== TASKS TO CARRY OUT ==
[A] Do the following statements agree with the SW England seasonal forecast? Answer yes or no for each, and quote the words from the forecast that decide it. (i) The forecast was prepared using data up to 16 October 2015. (ii) The strong El Nino is expected to end before 2016. (iii) Mid North Atlantic sea temperatures are currently above normal.
[B] In the SW England seasonal forecast, when does the onset of a very unsettled period in October look likely to come?

##### DOCUMENT EXTRACT #####

SW England Seasonal Forecast November 2015 to May 2016 – 18 Oct 2015.
This attempt at a Regional Forecast for SW England is based on long range experimental forecasts from November through to Spring 2016 and has been prepared using data up to 16 October 2015. The summary forecast aims to test if any usable forecast can be made.
The forecast should not be used for any other purpose.
A comment about October. The onset of a very unsettled period looks like being in the latter third of the month rather than around mid month which was signalled in some earlier UK forecast summaries.
190915 – looking at 30 day model runs it seems possible that the wetter than normal period might start mid to late October. http://www.weather-info.co.uk/wxsvc/seasSEP2015.html
170815 – fair agreement for move to wetter period in second half of this 3 month periods (SON) and for temps to recover a little especially in E and S though still with the risk of below normal values (especially N and W) due to cold Atlantic Sea temps. http://www.weather-info.co.uk/wxsvc/seasAUG2015.html
A brief verification summary is routinely published http://www.weather-info.co.uk/wxsvc/Verification.html
Changes to Atlantic Sea Temperature.
The mid North Atlantic Sea Temperatures remain below normal but as can be seen from the above sequence there is a hint that the temperatures slightly less so. Model forecasts however keep an area of below normal temperatures for the winter season and into Spring 2016 which may continue to impact on the UK temperatures. On the left image the El Nino warm across the E Pacific can be clearly seen.
The strong El Nino is forecast to remain well into 2016.
The statistical impact of a strong El Nino on the UK weather is disputed/unclear, however, the IRI study of El Nino impact on rainfall is included below for comparison.
IRI Spring (MAM) precipitation probabilities for drier, wetter and normal during an El Nino event.
Experimental forecast for SW England.

##### DATA EXTRACT #####

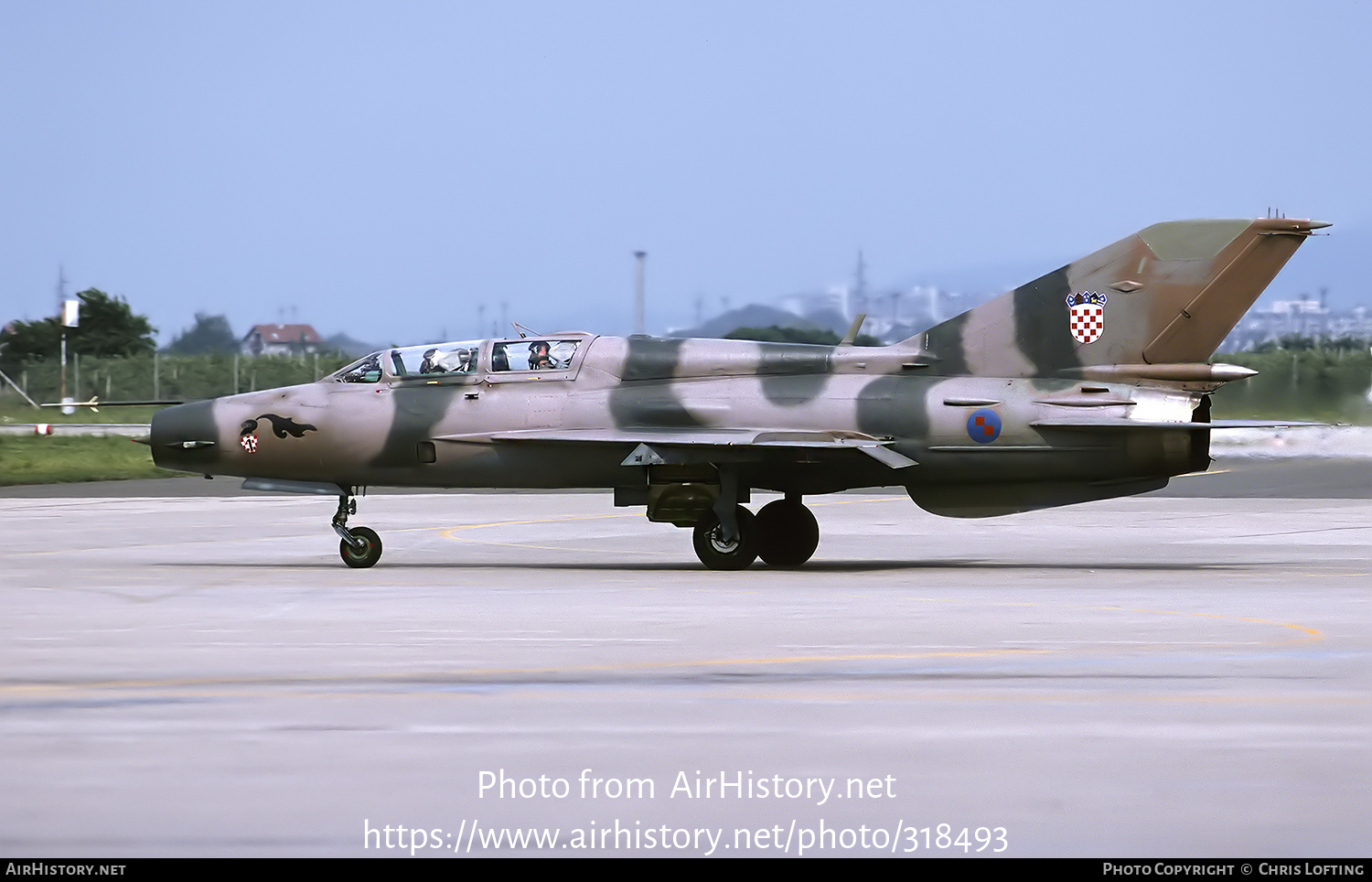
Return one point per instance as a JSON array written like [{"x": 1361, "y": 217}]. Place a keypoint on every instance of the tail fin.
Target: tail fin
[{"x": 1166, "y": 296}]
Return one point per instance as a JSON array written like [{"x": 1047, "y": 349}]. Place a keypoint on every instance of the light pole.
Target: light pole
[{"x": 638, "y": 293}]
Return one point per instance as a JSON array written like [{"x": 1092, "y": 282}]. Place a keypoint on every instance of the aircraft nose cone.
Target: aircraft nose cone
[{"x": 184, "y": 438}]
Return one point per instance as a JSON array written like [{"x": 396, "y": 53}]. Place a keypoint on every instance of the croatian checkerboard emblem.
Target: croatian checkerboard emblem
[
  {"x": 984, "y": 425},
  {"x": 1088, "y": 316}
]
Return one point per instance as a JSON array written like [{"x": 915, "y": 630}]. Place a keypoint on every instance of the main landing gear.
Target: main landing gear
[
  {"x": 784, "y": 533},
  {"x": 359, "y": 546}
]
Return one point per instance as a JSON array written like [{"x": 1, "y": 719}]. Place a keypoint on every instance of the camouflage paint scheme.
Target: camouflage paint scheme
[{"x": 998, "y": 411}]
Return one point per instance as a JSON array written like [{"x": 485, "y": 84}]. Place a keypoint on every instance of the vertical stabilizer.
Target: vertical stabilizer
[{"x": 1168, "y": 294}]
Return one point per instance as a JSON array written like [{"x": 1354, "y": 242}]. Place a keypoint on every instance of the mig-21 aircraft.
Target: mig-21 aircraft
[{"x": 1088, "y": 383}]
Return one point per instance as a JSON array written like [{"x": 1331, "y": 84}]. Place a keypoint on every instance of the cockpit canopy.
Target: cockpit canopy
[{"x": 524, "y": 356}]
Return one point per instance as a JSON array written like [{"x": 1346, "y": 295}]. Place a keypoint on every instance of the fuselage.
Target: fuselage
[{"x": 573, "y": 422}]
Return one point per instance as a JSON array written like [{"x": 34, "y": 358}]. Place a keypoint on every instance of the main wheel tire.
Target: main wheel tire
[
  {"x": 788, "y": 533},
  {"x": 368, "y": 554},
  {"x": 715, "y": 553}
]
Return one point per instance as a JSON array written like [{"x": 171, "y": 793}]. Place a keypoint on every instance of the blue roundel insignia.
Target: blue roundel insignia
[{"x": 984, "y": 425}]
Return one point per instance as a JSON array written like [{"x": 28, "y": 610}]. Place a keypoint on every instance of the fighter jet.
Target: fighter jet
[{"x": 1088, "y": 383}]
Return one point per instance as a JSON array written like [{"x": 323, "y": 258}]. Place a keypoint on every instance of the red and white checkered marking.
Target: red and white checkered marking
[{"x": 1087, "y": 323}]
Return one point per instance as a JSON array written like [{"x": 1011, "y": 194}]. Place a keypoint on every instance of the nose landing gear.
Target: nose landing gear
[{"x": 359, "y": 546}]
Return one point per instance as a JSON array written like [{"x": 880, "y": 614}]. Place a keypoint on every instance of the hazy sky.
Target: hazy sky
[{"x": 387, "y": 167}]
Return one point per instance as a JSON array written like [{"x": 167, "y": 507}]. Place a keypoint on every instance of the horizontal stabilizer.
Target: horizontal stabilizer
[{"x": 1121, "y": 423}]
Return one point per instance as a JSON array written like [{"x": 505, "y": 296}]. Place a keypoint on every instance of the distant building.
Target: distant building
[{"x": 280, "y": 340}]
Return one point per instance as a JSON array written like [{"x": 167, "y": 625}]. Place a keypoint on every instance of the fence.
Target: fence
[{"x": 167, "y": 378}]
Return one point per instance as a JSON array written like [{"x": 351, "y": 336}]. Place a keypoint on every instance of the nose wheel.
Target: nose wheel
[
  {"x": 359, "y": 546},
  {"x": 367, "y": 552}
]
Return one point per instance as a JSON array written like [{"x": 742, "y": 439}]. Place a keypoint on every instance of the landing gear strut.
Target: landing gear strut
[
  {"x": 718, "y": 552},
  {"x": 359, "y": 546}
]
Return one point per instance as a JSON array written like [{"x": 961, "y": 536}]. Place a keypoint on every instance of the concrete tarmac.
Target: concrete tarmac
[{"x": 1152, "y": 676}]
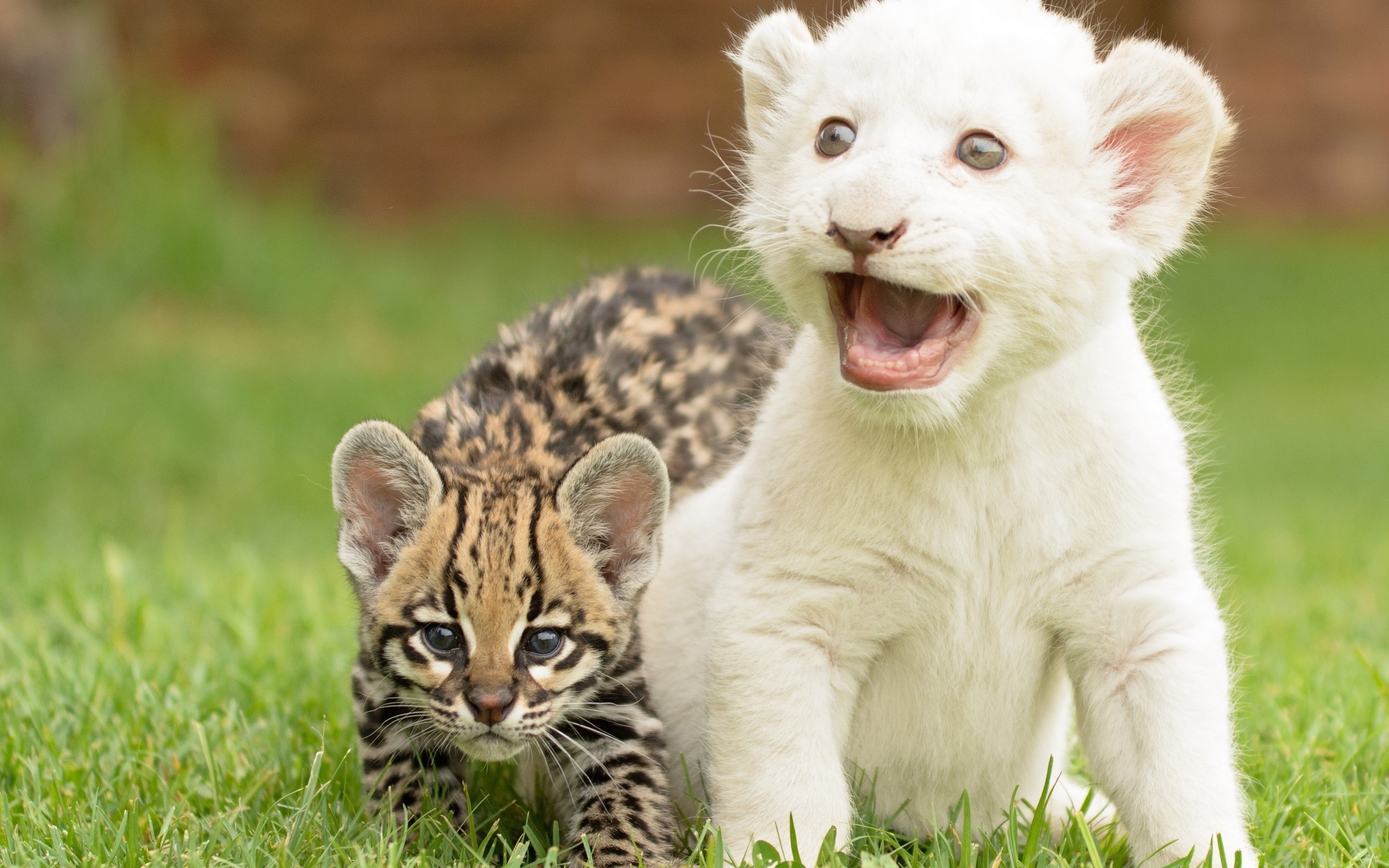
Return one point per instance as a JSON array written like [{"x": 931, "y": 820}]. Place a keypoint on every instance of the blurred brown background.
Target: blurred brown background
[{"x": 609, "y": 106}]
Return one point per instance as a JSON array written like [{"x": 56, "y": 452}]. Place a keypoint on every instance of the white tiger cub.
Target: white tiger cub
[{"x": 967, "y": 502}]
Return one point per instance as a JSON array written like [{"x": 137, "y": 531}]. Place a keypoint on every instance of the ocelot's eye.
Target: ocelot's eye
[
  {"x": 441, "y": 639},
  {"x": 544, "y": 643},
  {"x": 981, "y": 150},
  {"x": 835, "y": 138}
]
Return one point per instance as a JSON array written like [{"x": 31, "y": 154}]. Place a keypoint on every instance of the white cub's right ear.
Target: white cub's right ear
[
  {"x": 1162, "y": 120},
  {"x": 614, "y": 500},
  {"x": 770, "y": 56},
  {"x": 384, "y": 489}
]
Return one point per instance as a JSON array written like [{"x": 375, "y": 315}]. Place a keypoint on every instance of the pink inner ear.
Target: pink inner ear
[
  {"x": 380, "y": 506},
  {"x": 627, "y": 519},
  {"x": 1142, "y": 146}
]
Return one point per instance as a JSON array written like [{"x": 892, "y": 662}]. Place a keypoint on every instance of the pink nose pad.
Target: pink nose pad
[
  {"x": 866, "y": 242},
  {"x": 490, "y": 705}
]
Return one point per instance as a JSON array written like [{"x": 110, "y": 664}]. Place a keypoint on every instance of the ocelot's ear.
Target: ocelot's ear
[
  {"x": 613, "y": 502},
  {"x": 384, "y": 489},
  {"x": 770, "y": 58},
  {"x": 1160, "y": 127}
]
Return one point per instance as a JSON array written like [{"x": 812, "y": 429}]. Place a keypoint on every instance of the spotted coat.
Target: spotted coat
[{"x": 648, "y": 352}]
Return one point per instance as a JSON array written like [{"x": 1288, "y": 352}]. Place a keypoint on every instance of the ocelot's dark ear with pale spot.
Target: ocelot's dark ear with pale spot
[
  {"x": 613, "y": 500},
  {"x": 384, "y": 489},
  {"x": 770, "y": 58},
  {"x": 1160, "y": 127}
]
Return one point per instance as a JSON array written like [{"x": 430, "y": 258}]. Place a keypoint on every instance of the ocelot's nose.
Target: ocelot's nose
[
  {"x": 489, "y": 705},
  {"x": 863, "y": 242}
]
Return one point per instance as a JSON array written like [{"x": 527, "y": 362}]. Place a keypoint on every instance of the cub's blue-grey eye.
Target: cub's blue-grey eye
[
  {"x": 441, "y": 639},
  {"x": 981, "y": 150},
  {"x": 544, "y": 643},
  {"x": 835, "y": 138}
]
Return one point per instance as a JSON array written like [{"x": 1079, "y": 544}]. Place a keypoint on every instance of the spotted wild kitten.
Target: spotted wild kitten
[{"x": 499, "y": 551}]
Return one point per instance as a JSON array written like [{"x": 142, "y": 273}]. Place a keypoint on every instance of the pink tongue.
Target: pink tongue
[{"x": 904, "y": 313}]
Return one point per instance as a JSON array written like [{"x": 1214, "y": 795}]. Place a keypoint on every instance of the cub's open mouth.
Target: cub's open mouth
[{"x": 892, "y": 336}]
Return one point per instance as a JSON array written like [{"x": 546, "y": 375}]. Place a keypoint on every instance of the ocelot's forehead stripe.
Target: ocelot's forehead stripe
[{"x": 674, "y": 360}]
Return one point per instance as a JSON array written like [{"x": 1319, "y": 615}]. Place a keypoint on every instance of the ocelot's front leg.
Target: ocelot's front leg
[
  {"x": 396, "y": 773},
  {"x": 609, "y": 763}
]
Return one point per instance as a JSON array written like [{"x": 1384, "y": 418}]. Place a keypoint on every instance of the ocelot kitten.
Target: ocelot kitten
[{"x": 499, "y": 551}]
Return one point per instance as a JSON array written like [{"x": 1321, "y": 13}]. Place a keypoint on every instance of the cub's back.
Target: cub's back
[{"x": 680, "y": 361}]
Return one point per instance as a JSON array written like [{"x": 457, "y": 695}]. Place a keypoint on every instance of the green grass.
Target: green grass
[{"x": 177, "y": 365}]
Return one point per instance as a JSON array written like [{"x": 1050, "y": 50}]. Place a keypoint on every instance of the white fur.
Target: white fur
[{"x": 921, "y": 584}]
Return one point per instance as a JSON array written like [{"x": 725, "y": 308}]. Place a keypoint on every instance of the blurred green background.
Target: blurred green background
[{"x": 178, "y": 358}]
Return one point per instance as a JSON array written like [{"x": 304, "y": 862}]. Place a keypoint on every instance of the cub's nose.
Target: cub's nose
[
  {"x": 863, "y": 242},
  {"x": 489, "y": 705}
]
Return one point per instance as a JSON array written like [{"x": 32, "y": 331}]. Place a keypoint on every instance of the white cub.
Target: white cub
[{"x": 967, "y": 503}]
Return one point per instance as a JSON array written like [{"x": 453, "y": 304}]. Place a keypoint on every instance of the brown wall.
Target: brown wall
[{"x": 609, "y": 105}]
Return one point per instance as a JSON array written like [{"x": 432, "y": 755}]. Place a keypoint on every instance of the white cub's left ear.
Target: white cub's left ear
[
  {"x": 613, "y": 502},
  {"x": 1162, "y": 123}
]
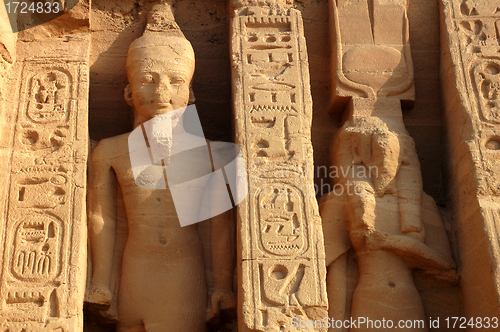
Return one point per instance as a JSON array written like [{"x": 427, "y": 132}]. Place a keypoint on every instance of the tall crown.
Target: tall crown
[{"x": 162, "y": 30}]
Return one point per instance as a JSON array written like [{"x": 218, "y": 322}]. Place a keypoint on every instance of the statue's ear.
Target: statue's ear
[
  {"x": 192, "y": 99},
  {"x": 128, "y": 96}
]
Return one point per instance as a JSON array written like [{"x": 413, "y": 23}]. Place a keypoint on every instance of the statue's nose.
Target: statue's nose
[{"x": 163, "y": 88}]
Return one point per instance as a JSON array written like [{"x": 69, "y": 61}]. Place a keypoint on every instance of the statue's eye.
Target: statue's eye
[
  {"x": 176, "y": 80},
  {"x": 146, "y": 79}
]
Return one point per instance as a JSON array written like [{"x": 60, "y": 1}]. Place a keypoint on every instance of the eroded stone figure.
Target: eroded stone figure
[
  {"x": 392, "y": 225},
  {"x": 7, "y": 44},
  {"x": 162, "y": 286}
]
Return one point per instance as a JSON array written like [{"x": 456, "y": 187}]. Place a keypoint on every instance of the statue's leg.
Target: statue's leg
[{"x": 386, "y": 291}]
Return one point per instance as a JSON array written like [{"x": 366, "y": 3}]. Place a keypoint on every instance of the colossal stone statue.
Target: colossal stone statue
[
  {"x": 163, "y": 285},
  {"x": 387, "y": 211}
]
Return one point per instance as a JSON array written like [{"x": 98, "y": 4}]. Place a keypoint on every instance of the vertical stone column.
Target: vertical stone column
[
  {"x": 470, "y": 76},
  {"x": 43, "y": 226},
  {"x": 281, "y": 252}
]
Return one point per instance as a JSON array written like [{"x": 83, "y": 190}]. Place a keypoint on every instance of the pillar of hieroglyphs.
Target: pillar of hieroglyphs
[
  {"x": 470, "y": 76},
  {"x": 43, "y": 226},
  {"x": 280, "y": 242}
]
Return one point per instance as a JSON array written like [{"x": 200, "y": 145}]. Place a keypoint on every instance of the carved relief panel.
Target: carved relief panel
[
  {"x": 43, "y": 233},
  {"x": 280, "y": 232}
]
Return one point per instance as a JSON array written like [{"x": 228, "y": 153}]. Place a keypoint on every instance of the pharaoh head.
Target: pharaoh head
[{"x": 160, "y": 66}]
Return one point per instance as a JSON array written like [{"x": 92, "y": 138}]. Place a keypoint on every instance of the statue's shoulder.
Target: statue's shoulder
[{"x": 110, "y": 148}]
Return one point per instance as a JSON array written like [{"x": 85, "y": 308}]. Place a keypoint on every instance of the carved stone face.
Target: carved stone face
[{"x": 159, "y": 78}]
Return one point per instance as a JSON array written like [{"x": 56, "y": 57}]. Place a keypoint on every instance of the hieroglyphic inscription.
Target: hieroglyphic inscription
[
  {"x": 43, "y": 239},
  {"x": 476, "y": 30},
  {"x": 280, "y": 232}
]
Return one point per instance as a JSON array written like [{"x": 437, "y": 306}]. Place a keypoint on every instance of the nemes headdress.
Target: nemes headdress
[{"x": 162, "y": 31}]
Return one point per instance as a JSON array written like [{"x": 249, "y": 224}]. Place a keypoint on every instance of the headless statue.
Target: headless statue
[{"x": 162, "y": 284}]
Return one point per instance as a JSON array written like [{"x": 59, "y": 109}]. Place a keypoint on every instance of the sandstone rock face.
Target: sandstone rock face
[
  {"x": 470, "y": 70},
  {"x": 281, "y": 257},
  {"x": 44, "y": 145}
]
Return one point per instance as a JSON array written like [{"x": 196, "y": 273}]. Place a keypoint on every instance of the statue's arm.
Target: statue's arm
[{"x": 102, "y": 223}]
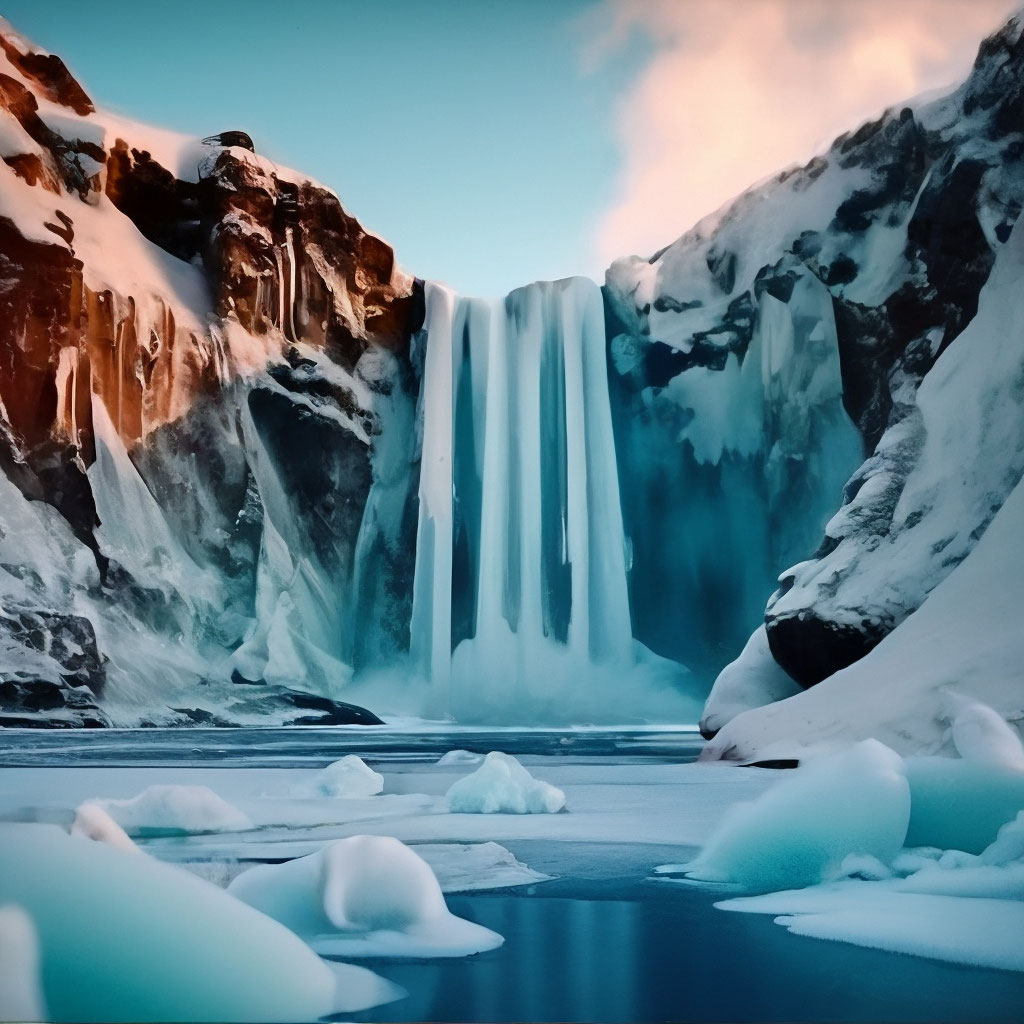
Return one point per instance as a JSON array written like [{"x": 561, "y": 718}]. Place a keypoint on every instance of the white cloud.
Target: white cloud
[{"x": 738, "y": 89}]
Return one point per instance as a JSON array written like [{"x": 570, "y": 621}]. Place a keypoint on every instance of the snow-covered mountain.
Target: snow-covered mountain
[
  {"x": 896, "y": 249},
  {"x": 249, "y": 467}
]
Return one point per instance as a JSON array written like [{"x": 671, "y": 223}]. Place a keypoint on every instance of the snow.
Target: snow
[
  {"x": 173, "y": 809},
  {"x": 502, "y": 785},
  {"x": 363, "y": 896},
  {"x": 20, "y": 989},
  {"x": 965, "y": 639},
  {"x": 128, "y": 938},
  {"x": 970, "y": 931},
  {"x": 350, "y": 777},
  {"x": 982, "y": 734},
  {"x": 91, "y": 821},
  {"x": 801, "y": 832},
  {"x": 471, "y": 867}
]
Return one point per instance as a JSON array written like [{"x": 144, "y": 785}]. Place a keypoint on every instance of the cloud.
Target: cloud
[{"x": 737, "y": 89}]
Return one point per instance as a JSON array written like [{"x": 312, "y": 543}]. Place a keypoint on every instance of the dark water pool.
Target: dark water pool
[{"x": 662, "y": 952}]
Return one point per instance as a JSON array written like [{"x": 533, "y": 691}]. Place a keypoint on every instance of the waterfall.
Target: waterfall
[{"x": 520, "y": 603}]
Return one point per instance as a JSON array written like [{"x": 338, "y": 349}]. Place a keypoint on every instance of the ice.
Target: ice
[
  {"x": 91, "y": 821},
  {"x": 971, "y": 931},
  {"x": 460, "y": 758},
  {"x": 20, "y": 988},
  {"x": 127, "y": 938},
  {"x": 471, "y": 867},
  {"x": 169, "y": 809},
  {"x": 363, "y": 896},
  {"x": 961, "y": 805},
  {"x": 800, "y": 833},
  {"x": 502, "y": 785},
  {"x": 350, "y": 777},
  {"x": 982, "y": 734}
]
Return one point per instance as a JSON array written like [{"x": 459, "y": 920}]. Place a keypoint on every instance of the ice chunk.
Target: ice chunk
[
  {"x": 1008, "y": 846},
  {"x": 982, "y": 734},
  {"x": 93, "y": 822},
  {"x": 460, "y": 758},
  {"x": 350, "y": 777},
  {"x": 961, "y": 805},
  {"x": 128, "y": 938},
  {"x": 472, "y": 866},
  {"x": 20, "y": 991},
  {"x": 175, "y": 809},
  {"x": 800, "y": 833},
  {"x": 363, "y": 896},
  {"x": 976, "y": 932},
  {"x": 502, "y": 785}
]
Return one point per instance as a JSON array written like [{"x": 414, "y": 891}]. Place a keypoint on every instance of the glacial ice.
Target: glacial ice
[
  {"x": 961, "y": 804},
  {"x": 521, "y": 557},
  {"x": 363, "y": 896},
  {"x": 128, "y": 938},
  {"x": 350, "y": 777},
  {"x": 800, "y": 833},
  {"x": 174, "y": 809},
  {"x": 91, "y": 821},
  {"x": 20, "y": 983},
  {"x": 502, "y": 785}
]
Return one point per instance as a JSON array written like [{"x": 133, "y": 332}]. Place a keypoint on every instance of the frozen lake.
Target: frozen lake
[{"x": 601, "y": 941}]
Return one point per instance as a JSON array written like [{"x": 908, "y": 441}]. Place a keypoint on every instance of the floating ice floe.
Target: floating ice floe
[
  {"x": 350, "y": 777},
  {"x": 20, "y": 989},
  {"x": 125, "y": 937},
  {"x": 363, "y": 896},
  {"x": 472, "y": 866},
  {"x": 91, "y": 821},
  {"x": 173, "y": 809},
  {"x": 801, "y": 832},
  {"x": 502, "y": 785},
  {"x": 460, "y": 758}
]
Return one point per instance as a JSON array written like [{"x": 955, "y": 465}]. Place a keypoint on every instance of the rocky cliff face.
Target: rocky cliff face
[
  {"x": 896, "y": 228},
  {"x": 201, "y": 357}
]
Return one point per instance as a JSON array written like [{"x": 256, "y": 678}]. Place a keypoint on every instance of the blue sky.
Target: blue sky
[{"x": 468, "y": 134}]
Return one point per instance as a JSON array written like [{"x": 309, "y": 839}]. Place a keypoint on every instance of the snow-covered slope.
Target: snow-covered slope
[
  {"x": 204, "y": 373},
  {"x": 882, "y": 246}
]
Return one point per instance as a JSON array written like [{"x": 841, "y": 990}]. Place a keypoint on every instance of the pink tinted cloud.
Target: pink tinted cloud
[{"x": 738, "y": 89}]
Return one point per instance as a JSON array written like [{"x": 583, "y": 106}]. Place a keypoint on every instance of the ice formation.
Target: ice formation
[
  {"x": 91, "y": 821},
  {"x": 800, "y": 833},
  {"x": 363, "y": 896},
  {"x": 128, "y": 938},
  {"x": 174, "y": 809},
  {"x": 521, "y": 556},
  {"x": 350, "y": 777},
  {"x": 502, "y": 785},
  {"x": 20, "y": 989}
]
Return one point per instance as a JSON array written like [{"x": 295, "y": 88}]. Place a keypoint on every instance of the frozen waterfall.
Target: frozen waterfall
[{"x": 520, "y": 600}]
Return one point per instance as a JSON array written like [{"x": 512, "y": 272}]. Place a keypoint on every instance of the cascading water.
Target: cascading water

#####

== RESULTS ==
[A]
(i) Yes: "has been prepared using data up to 16 October 2015"
(ii) No: "The strong El Nino is forecast to remain well into 2016."
(iii) No: "The mid North Atlantic Sea Temperatures remain below normal"

[B] In the latter third of the month, rather than around mid month.